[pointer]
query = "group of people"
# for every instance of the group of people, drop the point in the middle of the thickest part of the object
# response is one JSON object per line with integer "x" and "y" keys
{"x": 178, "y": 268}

════

§ **Goal**:
Extract every line of the listing above that contains the word "people", and reproduce each one unchanged.

§ **Answer for the task**:
query = "group of people"
# for every instance of the group of people, drop the point in the middle of the thickest part of the object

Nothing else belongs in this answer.